▶ TASK GOAL
Without the images, write out the whole listing exactly.

(begin)

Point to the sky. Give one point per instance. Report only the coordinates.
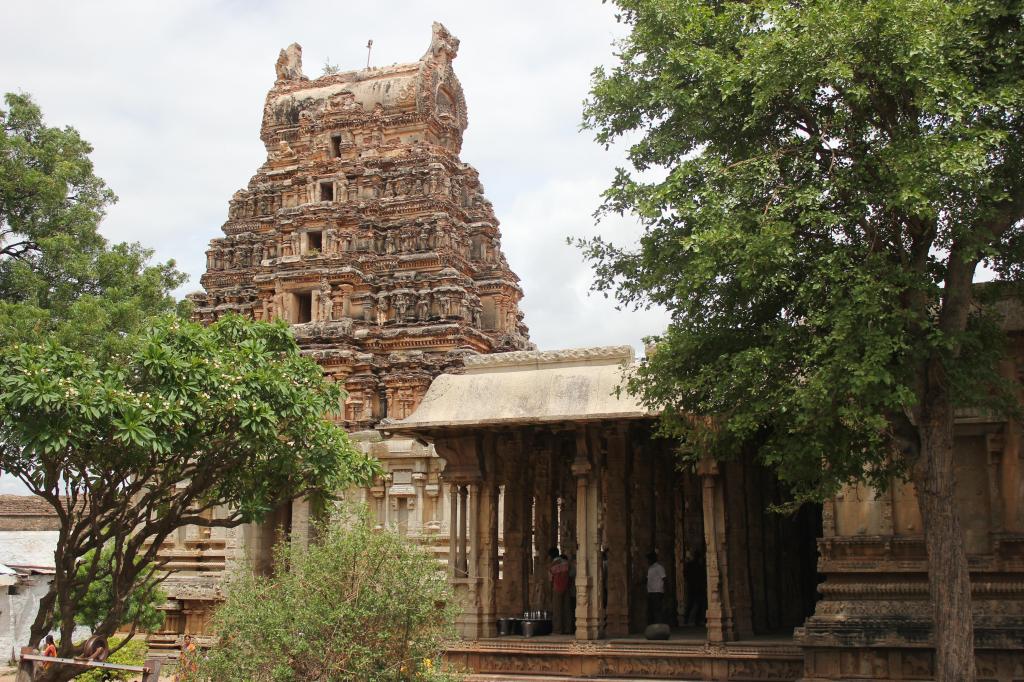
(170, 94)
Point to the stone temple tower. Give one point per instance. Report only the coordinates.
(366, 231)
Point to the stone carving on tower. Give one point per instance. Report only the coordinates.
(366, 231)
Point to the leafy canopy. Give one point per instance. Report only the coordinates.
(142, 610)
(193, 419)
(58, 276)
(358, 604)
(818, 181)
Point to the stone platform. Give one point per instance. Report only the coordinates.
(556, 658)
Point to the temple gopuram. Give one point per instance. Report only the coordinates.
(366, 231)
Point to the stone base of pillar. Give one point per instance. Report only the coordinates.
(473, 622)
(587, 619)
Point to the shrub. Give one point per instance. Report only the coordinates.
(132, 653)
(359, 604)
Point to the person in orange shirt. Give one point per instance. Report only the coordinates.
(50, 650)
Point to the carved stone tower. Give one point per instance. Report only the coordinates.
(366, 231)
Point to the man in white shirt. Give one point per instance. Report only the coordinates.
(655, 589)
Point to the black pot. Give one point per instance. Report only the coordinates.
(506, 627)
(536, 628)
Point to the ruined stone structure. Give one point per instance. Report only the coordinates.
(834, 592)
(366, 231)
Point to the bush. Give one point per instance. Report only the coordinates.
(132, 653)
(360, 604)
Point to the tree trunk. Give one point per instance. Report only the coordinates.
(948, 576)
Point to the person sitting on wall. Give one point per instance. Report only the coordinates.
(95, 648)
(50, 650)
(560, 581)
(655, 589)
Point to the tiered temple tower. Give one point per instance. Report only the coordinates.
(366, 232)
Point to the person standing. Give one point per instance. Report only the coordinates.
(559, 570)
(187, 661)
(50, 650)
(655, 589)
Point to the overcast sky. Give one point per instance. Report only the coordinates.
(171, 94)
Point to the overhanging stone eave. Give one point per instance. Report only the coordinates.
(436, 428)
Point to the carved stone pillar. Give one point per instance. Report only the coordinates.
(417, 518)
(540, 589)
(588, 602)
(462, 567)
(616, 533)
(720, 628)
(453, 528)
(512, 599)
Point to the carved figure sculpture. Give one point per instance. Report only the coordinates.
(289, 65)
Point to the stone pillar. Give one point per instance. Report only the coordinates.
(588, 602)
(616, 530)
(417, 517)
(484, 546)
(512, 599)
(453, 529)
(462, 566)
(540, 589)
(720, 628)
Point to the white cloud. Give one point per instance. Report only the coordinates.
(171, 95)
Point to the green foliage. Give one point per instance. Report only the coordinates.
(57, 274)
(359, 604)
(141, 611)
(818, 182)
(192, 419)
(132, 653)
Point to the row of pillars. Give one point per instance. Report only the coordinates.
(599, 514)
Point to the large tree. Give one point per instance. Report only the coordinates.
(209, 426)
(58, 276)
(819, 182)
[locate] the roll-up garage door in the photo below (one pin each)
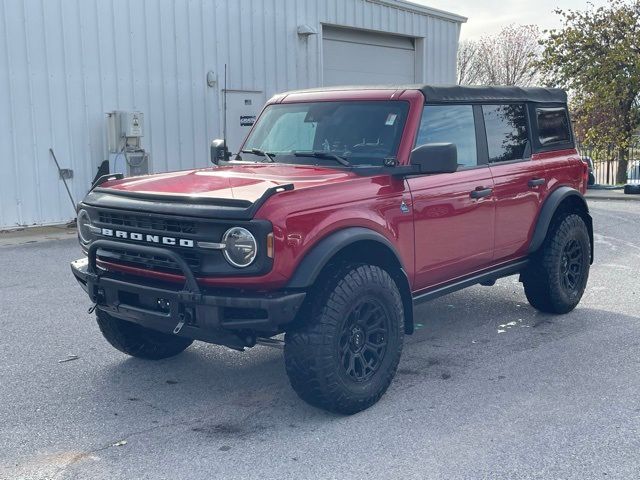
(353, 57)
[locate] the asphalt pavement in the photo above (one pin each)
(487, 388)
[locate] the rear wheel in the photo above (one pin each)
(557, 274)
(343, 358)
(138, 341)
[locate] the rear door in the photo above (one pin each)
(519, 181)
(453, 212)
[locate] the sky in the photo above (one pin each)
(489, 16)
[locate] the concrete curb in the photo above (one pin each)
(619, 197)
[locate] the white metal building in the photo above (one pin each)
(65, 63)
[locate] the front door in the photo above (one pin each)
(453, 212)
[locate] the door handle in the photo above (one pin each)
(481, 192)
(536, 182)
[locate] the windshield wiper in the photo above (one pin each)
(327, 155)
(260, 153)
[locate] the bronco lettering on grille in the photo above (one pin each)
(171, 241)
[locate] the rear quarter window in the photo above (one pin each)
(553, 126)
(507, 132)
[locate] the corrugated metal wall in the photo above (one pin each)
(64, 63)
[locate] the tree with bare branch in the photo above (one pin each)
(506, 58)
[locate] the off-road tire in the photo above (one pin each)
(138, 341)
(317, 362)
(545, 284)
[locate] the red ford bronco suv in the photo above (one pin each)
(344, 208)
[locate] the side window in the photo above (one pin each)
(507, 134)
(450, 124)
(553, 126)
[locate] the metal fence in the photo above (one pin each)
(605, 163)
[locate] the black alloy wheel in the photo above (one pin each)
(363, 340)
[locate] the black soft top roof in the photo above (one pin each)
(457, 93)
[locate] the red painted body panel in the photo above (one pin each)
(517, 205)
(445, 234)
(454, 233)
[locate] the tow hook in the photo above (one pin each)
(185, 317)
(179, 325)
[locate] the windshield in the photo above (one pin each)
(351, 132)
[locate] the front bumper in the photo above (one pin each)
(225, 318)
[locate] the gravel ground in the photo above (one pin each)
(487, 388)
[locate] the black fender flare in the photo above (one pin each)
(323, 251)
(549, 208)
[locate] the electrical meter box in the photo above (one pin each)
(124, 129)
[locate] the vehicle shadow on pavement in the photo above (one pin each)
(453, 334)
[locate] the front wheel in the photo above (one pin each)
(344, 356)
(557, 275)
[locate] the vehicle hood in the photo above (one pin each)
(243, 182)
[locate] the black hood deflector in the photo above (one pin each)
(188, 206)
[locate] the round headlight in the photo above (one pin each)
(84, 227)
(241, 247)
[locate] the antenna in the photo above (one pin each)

(end)

▶ THE COMPLETED TASK
Point to the sky. Give one point per instance. Report only the coordinates.
(170, 94)
Point to the stone temple tower. Give one point per instance. Report only the coordinates.
(366, 231)
Point to the stone carving on tower. Give one point per instance. Report only the coordinates.
(366, 231)
Point to the leafy canopy. Give one point per instance. Report only the coordinates.
(142, 610)
(193, 419)
(58, 276)
(358, 604)
(818, 181)
Point to the stone platform. Give one point per instance. Report only the coordinates.
(556, 658)
Point to the temple gopuram. Give one point per instance. Report only the coordinates.
(366, 231)
Point to the stone base of pillar. Give one point per instance. Report only the coordinates.
(473, 622)
(587, 619)
Point to the shrub. Give one point per instance. Report only the coordinates.
(132, 653)
(359, 604)
Point to the person in orange shirt. Give one point per instance. Report only the coordinates.
(50, 650)
Point to the carved stone tower. Give one point per instance. Report only the coordinates.
(366, 231)
Point to the man in white shirt. Give one point per instance. Report only the coordinates.
(655, 589)
Point to the black pot. Give one point per instance. Report only the coordinates.
(506, 627)
(536, 628)
Point to the ruined stone structure. Give one point per instance. Report only the coordinates.
(834, 592)
(366, 231)
Point to the bush. Give one point per instance. Report only the coordinates.
(132, 653)
(360, 604)
Point to the tree trunk. Give one point per instance. Report only the coordinates.
(948, 576)
Point to the person sitting on wall. Give one point per instance. Report only the coordinates.
(95, 648)
(50, 650)
(560, 581)
(655, 589)
Point to the tiered temple tower. Give one point per instance. Report only the coordinates.
(366, 232)
Point to the person standing. Give one point per instance. Report only the coordinates.
(559, 570)
(187, 661)
(50, 650)
(655, 589)
Point to the overcast sky. Give one point per instance. Report only the coordinates.
(171, 94)
Point to the overhanging stone eave. Give one point per instance. Report only the coordinates.
(436, 428)
Point to the carved stone pillar. Give one point per instance. Report only the coordinates.
(417, 518)
(540, 589)
(588, 602)
(462, 567)
(616, 533)
(720, 628)
(453, 528)
(512, 599)
Point to the carved figure sculpture. Give one point per instance. Report only the coordinates.
(289, 65)
Point to the stone pillar. Give one point per instance. Report only the coordinates.
(588, 602)
(616, 530)
(417, 517)
(484, 546)
(512, 599)
(453, 529)
(462, 566)
(540, 589)
(720, 628)
Point to the white cloud. Give one point per instance. Report only the coordinates.
(171, 95)
Point to the green foliage. Give one point per instance. Report only the coordinates.
(57, 274)
(359, 604)
(141, 611)
(818, 182)
(192, 419)
(132, 653)
Point to the row of pillars. Give one point per instance. Report only the coordinates.
(599, 514)
Point to the large tree. Give one point per instance. Report only the coordinates.
(209, 426)
(58, 276)
(819, 182)
[locate] the roll-up garage door in the photo below (one pin each)
(353, 57)
[locate] the asphalt pavement in the photo above (one pin each)
(487, 388)
[locate] the rear wheel in the photo above (one pin each)
(557, 274)
(343, 358)
(138, 341)
[locate] the rear door in the photo above (one pin each)
(519, 181)
(453, 212)
[locate] the sky in the photo above (one pin each)
(489, 16)
[locate] the concrete curb in the photo above (one pin each)
(619, 197)
[locate] the white metal building in the photo above (one pin each)
(65, 63)
[locate] the front door in the photo above (one pin each)
(453, 212)
[locate] the door handle in the photo above (one pin each)
(481, 192)
(536, 182)
[locate] the windshield wiper in the photo above (one pin each)
(327, 155)
(260, 153)
[locate] the bronco lettering on grille in the photo above (one pin each)
(171, 241)
[locate] the rear quarter window in the photo above (one pin each)
(553, 126)
(507, 132)
[locate] the corrugated metal wall in the photo above (one pin each)
(64, 63)
[locate] the tree with bare branch in the photo above (one pin each)
(506, 58)
[locate] the off-road tire in the photo above (one pin each)
(138, 341)
(317, 362)
(545, 284)
[locate] the red ford bronco suv in the photo above (one pin each)
(344, 208)
[locate] the side window in the photo above (one pin each)
(507, 134)
(450, 124)
(553, 126)
[locate] the metal fence in the photo above (one pin each)
(605, 163)
[locate] the black alloy wheel in the photo above (one pin each)
(363, 340)
[locate] the black soft top roof in the photo above (one pin each)
(457, 93)
[locate] the red painted body panel in the photo above (one pin each)
(517, 205)
(445, 234)
(454, 233)
[locate] the tow hook in the photo above (one pin each)
(185, 317)
(179, 325)
[locate] the windshield in the photo above (one pin each)
(351, 132)
[locate] the front bumper in the photo above (one pin each)
(225, 318)
[locate] the gravel ground in the photo above (one pin each)
(487, 388)
[locate] the black fender flare in the photo above (one pin each)
(323, 251)
(549, 208)
[locate] the electrical meter box in the photo above (one pin each)
(124, 129)
[locate] the vehicle shadow on pavement in the photo above (one pin each)
(453, 334)
[locate] the front wheel in the photo above (one pin each)
(344, 356)
(557, 275)
[locate] the vehicle hood in the photo above (one pin each)
(243, 182)
[locate] the black hood deflector in the photo above (one pin each)
(188, 206)
[locate] the round headlight in the photo above (one pin each)
(84, 227)
(241, 247)
[locate] the antenna in the photo above (one pin each)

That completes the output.